- [EXCERPTED TEXT]:

-=-=-

Master's Thesis

On this page you can download the master's thesis I wrote for my Master of Science in Computer Engineering degree. I wrote the thesis while working on the SUSWOOD project at Åbo Akademi University. In the project we designed and implemented a forest simulator, and my thesis discusses the new features I implemented in the simulator.

The thesis contains a 5-page summary in Swedish.

Title: Implementing Computational Statistical Methods in a Scalable Individual-Tree Simulator
Author: Kristoffer Paro
Date: April 2010
Download: PDF (1.2MB)


This thesis describes a set of computational statistical methods that were implemented in the scalable individual-tree forest simulator SPATE-HPC. Firstly, an overview of the simulator is provided. The thesis then describes the underlying theories behind the computational statistical methods and presents the corresponding program implementations. The implemented methods consist of an efficient, parallel method of computing spatially correlated random numbers, a method of transforming tree characteristics to adhere to an arbitrary distribution, a method of estimating tree trunk volumes and wood material yields, and a method of simulating low and selective thinning using Weibull distribution curves.

-=-=-

Excerpts of pointing data
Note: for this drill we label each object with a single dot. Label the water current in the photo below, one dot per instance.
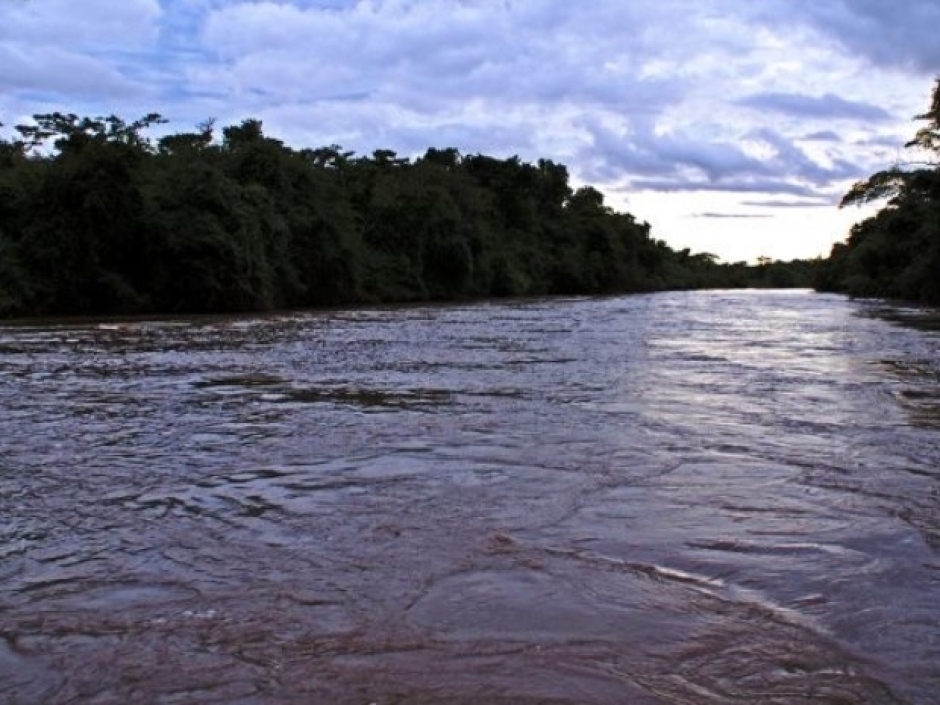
(682, 498)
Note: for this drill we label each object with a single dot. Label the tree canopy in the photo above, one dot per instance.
(896, 252)
(97, 217)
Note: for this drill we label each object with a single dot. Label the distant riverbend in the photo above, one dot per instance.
(696, 498)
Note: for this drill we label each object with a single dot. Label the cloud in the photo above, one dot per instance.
(820, 202)
(786, 99)
(740, 186)
(736, 216)
(893, 34)
(822, 136)
(828, 106)
(98, 24)
(56, 71)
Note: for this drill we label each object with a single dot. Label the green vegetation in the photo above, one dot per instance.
(895, 253)
(98, 218)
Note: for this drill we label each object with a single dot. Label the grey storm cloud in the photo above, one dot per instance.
(898, 34)
(732, 216)
(828, 106)
(683, 95)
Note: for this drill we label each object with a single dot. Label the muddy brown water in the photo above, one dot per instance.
(690, 498)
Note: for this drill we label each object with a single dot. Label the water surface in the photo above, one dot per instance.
(690, 498)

-=-=-

- [EXERCISE INSTRUCTIONS]:
[A] According to the thesis page, in which simulator were the computational statistical methods implemented?
[B] Carry on the thesis page from the point where it ends.
The lines of pointing data aren't needed for anything here.

- [ANSWERS TO THE EXERCISES]:
[A] SPATE-HPC, a scalable individual-tree forest simulator.

[B]
The numerical accuracy and the performance of the implementation for correlated random numbers were tested with extensive series of simulations. Furthermore, a separate case study on the functionality and synergy of the other implemented methods was conducted. The case study imitated a real-world scenario by simulating two different harvest schemes applied to the same forest area.

The methods were successfully implemented according to specified requirements. The implementation of correlated random numbers produced output of high accuracy in an efficient and scalable way. The case study showed that the other implemented methods behave as intended and deliver usable results.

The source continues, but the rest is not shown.